**What is needed:** Reproduce every line below exactly as written; do not include the images.

**Working data:**
..............................

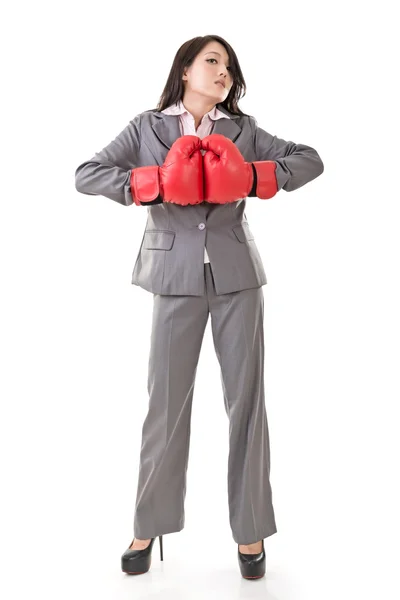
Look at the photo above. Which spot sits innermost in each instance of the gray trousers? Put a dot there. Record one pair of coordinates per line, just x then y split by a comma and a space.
177, 332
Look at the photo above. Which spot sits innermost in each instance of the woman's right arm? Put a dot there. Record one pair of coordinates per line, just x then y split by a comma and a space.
108, 172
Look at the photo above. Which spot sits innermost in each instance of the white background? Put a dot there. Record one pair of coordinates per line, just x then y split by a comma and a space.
75, 333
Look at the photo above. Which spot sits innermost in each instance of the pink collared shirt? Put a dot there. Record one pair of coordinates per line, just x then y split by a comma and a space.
187, 127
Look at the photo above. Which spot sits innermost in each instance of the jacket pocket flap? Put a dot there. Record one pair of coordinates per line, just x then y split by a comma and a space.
158, 239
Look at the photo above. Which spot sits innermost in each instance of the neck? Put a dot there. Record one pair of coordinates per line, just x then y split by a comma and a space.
197, 107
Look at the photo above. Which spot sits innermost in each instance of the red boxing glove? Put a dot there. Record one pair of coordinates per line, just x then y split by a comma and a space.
227, 176
179, 180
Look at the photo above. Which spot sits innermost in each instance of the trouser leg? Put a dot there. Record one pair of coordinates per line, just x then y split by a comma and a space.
178, 327
238, 334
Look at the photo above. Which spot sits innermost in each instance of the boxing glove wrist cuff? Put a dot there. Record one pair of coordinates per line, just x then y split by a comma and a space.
264, 183
145, 185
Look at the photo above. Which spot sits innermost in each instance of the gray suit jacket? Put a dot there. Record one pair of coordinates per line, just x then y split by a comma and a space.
171, 255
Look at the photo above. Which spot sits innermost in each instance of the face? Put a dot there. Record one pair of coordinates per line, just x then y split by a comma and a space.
209, 66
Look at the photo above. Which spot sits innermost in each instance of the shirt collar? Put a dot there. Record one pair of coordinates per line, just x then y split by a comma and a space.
179, 108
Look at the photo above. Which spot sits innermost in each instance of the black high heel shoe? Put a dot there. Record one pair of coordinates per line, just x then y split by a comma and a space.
135, 562
252, 566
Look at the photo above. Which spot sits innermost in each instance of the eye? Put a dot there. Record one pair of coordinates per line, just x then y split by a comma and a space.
230, 68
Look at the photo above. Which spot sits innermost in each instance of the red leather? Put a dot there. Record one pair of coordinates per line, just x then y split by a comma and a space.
179, 180
227, 176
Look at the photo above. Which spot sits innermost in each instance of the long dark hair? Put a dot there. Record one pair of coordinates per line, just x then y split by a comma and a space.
174, 88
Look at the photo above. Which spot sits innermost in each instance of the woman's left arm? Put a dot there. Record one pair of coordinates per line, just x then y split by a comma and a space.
296, 164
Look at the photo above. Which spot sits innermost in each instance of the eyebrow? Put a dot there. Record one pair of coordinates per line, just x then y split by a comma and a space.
212, 52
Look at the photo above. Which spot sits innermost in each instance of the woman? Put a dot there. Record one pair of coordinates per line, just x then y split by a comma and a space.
192, 161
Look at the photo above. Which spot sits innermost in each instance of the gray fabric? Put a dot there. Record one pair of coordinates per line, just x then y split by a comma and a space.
178, 327
170, 260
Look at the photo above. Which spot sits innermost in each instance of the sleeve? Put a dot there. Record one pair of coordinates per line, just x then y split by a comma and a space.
296, 164
108, 172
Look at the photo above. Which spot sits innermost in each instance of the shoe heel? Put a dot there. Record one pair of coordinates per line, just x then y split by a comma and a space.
135, 562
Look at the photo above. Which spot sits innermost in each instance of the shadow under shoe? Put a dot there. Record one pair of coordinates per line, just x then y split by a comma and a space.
252, 566
135, 561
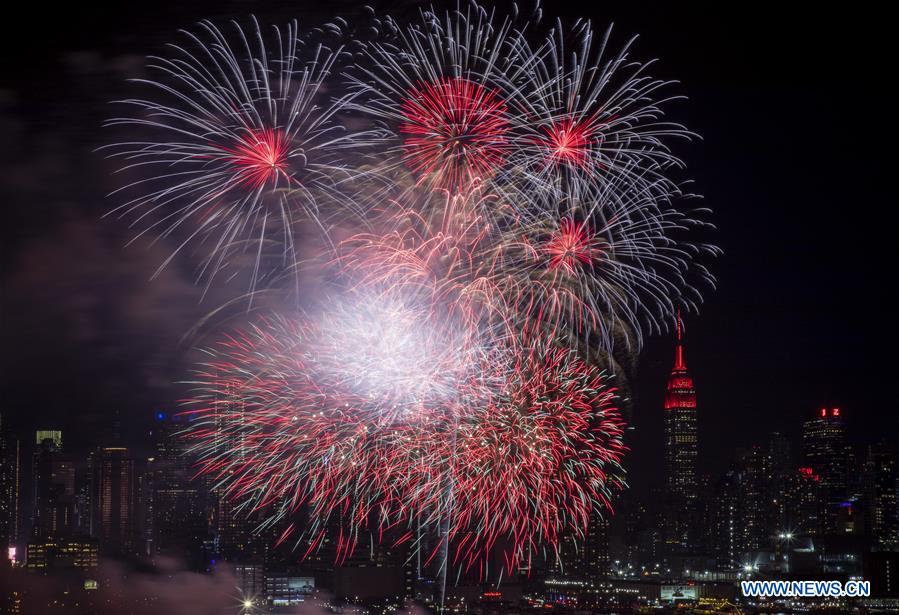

..............................

**Problem solution:**
Look at the photo above. Which spot sits innermost in each instance of the gray trousers? Put a dot there. Record one pair of coordinates per line, just x then y split by a comma and a space.
177, 332
Look at the photo above. Which spot sits innermost in each instance of the woman's right arm? Put a dot there. Record one pair of coordinates per line, just x then y split by a comma and a space.
108, 172
Look at the photo above. Which spot sits innermost in each instance of the white background? Put a dot there. Record one pair of coordinates per line, just x then y split by a comma and a space.
75, 333
Look at the photo above. Which spot sits innermost in each instance of the pink collared shirt? Put a dot there. Record one pair of coordinates per line, just x then y split by a comma and a space.
187, 127
Look at the photo above. Which spot sits innermost in each instance of the jacket pocket flap? Put a dot there. Record one pair of coordinates per line, just x then y split by a comma and a space.
158, 239
Look at the photo above. Which spot sits innermost in each instance of the neck? Put a dot there. Record one pair of coordinates per line, just x then y split by a comma and a space.
197, 107
Look at the photo above. Which spot sits innermost in each instance of the red boxing glove? Put a dot there. Record one pair of coordinates per line, just x then y split by a comma and a space.
227, 176
179, 180
Look at the photo above. Which spot sits innermost in each instance of the trouser leg? Put a dot there. Record one pair of coordinates per line, just x then y split by a comma and a space.
178, 327
238, 334
Look at the photo above. Which spot sits innermost in each instance of the boxing glove wrist cuff? Put a dot there. Record one pair of coordinates per line, just x then y split by a comma and a space.
264, 183
145, 185
Look at the photo above. Which spot sits innermost in each instance of the gray suit jacket? Put a dot there. Record one pair of coordinates per line, just x then y split by a comma and a space.
171, 255
Look at the photo above. Which spot sits innermost in each instance of the face? Put a dot there. Record one pair of coordinates per line, just x then y split by a comma and a space.
209, 66
Look at the photo above. Which spot sits innermost in each instance of the shirt collar? Put a dot there. Record one pair of coordinates per line, just x then y split by a comma and a space.
179, 108
Look at the photo above. Which spot sits innermost in each instance of the black high heel shoe? Put a dot there. Record one pair of coordinates per line, just x then y split by a comma and a space.
135, 562
252, 566
Look at the photo above. Which spot sits innermost in each instance of the eye? Put a dot there. Record one pair of coordinates per line, just x then y split by a comma and a space.
230, 68
Look at the photo above. Which spot sits innermost in each instance of the red leather? Put a dot there. Record one pair of coordinates per line, just x then y split by a comma and a space.
179, 180
227, 176
Look at the photo above. Which spot sits innermost in each instance of the long dark hair? Put a dot there. Record one pair of coordinates per line, just x then y split by a comma and a space.
174, 88
Look at the photo above. Which spot sits innermost in each instance of the woman's left arm? Put a dot there. Record one pair of coordinates per line, just x then y split by a comma and a space.
296, 164
Look at the photo above. Which spot sits innermost in each instance of the eyebrow? Put a dot there. Record one pair of coordinates per line, just x then y split by a comma and a space.
212, 52
Look at the photo above. Which spot sits innermost in each instance of the woman? Put a dot there. Record one pair of coordinates per line, just x then y split by a comma and a space.
192, 161
Look at the photo above. Which spot sits innermost in each instance of the gray fabric? Put a dot there. Record one pair of coordinates per line, just x then y split by a comma and a space.
178, 327
170, 260
Look at the photo above. Which spot sits innermost in each instance of the sleeve? Put a dot there. Record one pair of coordinates per line, just x then y split by a comma and a space.
296, 164
108, 172
Look at the photo above. Which spot sits innermost in each instance of the shoe heel? Put a dot there. Record one pair of coordinates per line, just x then y split by a comma and a space.
135, 562
Look at the photo above. Which spot sits innermost in each instance of the shadow under shoe? Put a dot there. Record one pair of coordinates per line, just x then y split by a comma and a space.
252, 566
135, 561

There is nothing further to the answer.